## begin Recorded data

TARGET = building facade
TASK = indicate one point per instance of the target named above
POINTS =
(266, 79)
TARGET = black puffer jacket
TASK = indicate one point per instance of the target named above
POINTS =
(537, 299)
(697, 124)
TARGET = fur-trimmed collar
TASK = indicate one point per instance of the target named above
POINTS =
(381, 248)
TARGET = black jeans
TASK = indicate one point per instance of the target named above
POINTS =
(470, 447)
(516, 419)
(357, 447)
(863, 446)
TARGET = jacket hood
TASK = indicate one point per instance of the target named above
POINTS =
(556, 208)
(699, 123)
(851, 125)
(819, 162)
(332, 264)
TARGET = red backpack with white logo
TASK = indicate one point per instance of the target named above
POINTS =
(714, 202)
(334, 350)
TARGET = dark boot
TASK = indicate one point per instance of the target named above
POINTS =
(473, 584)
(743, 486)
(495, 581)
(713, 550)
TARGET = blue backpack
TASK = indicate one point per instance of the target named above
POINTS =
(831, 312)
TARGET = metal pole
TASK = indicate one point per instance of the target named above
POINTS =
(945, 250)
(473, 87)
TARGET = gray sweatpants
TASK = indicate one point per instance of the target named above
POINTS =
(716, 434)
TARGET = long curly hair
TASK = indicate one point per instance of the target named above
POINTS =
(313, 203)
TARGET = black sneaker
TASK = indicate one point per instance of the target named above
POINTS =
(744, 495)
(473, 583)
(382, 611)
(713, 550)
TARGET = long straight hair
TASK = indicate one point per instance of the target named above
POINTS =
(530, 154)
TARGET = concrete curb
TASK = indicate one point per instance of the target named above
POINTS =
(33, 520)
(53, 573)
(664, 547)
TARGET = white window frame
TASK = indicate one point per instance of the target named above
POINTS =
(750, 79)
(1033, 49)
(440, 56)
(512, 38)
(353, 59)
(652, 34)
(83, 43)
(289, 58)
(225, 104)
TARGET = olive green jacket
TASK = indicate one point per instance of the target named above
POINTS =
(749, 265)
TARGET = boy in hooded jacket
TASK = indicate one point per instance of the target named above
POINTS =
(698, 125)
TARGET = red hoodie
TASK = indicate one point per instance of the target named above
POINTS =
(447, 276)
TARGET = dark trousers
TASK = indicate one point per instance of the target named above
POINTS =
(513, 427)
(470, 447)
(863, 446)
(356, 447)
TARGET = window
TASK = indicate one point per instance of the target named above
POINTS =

## end Recorded data

■ Stated problem ■
Return the lines from the line containing "TARGET = concrete curb" to the end of the entries above, exactly as they appear and with no other output.

■ Correct response ■
TARGET = concrete curb
TASK = indicate one point per instance of the target named above
POINTS =
(33, 520)
(53, 573)
(664, 547)
TARGET = white window frame
TASK = indicate one point per instance of the target named above
POINTS =
(750, 79)
(1033, 49)
(440, 56)
(512, 38)
(353, 59)
(652, 34)
(83, 43)
(289, 58)
(225, 104)
TARGET = olive green jacket
TASK = indicate one point per instance of the target named above
POINTS =
(749, 265)
TARGET = boy in hooded jacket
TASK = indicate one point per instance of the target named above
POINTS =
(698, 125)
TARGET = red hoodie
TASK = indicate one point per instance of the target named above
POINTS =
(447, 276)
TARGET = dark trousers
TASK = indicate one point per instance of the target named above
POINTS =
(513, 427)
(470, 447)
(863, 446)
(356, 447)
TARGET = window
TASK = indicate one point per instance of the target named above
POINTS =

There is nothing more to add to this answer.